▶ [BRIEF]
Show each line of the data below that contains the word "bridge", copied in full. Uppercase and lowercase letters count as different.

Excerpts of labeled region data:
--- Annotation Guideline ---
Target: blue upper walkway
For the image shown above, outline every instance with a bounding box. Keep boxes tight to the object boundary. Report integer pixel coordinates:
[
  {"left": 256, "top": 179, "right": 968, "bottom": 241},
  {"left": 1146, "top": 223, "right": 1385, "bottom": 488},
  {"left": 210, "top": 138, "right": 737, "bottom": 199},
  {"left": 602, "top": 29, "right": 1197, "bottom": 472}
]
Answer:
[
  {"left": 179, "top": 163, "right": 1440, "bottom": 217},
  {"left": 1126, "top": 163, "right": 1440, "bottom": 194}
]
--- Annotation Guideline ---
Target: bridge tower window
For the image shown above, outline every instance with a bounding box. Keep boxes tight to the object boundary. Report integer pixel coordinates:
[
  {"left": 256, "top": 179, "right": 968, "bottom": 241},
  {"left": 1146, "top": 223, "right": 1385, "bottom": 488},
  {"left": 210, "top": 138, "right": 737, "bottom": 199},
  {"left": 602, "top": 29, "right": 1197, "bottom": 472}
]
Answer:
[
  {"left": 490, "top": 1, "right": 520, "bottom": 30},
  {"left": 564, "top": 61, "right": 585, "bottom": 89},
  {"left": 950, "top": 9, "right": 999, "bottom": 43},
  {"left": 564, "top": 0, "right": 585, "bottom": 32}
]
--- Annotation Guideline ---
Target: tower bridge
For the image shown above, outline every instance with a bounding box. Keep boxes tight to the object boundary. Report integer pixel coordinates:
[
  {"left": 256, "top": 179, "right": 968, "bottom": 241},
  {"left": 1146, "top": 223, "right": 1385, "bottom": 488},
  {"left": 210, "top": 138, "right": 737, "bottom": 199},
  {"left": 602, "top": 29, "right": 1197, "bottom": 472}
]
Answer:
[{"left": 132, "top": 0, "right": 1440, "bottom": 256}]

▶ [EXERCISE RESULT]
Target: bridge tower window
Target: tower bridge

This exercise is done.